Fred and Ivan Laam played on Stockton radio station KGDM for 25 years as the Happy Hayseeds. Kenny Hall listened to their program and learned many tunes from them. He joined them with his mandolin for a program.
“Forest de Bondi” is found in Mellie Dunham’s Fiddlin’ Dance Tunes (1925), a book that Kenny Hall learned many tunes from with the help of Miss Natalie Bigelow, his music teacher at the California School for the Blind.
A rare Crockett family music tape from Elnora Crockett contained this previously unknown fiddle tune played by Dad Crockett on fiddle and Clarence on guitar. Ron Tinkler and Jim Ringer used to take Kenny Hall out to Dad’s place in Fowler, CA for Sunday afternoon tunes with Ron Hughey and Frank Hicks. However, this tune never surfaced from those sessions.
Ron Hughey brought this crooked modal fiddle tune from Missouri with him when his family moved to Fowler, CA around 1927. Ron played fiddle in the Sweets Mill Mountain Boys with Pete Everwine on banjo, Frank Hicks on guitar, and Kenny Hall on mandolin.
Kenny Hall played these three tunes in a medley. Greenfields of America (G) is in Ryan’s Mammoth Collection (1883), as is Dominion Reel (C). The third tune is The Rival (G), a hornpipe first published in 1850 in Boston by music publisher Oliver Ditson under the title “Turner’s Hornpipe.” Kenny probably got the medley from a 78 rpm Radiex record by the Four Irish Masters called “Miss McLeod’s Medley Reels.” Kenny said the band consisted of saxophone, accordion, banjo, & fiddle. We’ve never heard a recording of the 78 rpm record.
Kenny Hall taught this tune to both Terry Barrett and me, at different times, as “Wilkin’s Clog.” We have not found any other source for the tune. The second part has some unique syncopation.
Kenny Hall taught us this four-part version of the “Heel and Toe Polka,” which was recorded by Henry Ford’s Old Fashioned Dance Orchestra for Columbia Records in 1926, complete with a sousaphone instead of a string base. Kenny had this 78 rpm record with “A Southern Schottische” on the flip side. The Heel and Toe Polka is a melody and a dance. Different tunes have been played over the decades as the back up for the dance. The last two parts of this tune are often called “Jenny Lind Polka,” which was also recorded by Bill Monroe.

Short task 1 >>
Reproduce, word for word, the stretch of the tune notes from "Ron Hughey brought" through "Hall on mandolin.".
The tune notes above and the records that come after them are unrelated material.

Dataset excerpts >>
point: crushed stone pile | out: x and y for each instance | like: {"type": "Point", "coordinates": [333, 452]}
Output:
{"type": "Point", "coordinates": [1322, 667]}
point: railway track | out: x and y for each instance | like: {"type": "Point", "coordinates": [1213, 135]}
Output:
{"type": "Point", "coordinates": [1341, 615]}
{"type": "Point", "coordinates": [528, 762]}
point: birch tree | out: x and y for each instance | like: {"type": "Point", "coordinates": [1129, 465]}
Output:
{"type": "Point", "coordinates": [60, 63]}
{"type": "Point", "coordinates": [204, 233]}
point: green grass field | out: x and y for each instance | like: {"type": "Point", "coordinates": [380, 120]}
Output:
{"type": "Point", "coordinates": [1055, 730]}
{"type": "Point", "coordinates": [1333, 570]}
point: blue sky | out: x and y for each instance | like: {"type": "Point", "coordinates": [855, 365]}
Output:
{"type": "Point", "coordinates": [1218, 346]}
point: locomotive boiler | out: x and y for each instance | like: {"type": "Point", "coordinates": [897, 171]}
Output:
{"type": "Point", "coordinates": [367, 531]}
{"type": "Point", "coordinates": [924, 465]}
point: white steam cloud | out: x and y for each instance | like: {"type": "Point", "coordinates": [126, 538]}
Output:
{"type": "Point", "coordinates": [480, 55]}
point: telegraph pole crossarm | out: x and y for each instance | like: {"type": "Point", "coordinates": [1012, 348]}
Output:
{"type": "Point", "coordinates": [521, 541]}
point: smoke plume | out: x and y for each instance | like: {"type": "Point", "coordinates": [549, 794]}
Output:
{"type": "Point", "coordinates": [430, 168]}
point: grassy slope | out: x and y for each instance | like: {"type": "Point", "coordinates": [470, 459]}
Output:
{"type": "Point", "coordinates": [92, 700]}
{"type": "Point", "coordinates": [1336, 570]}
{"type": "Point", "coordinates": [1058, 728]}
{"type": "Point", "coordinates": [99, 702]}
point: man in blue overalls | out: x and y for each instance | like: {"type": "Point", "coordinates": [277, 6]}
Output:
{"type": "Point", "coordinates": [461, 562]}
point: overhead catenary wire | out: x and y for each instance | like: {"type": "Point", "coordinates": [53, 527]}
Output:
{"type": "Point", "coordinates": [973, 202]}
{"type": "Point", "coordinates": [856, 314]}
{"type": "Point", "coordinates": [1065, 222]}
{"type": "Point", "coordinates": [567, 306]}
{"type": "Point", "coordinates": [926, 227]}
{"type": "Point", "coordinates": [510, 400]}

Short task 2 >>
Please identify every line of the records that contains the string "instance", and copy each such line. Case counts.

Worked solution 1 >>
Ron Hughey brought this crooked modal fiddle tune from Missouri with him when his family moved to Fowler, CA around 1927. Ron played fiddle in the Sweets Mill Mountain Boys with Pete Everwine on banjo, Frank Hicks on guitar, and Kenny Hall on mandolin.

Worked solution 2 >>
point: crushed stone pile | out: x and y for each instance | like: {"type": "Point", "coordinates": [333, 452]}
point: railway track | out: x and y for each instance | like: {"type": "Point", "coordinates": [1213, 135]}
point: birch tree | out: x and y for each instance | like: {"type": "Point", "coordinates": [1129, 465]}
point: green grass field | out: x and y for each instance | like: {"type": "Point", "coordinates": [380, 120]}
point: blue sky | out: x and y for each instance | like: {"type": "Point", "coordinates": [855, 365]}
point: locomotive boiler | out: x and y for each instance | like: {"type": "Point", "coordinates": [897, 171]}
point: white steam cloud | out: x and y for each instance | like: {"type": "Point", "coordinates": [126, 538]}
point: telegraph pole crossarm | out: x and y for each instance | like: {"type": "Point", "coordinates": [1012, 348]}
point: smoke plume | out: x and y for each instance | like: {"type": "Point", "coordinates": [549, 794]}
point: grassy slope | out: x and y for each instance | like: {"type": "Point", "coordinates": [470, 459]}
point: man in blue overalls | out: x and y for each instance | like: {"type": "Point", "coordinates": [277, 6]}
point: overhead catenary wire | out: x and y for each instance | like: {"type": "Point", "coordinates": [53, 527]}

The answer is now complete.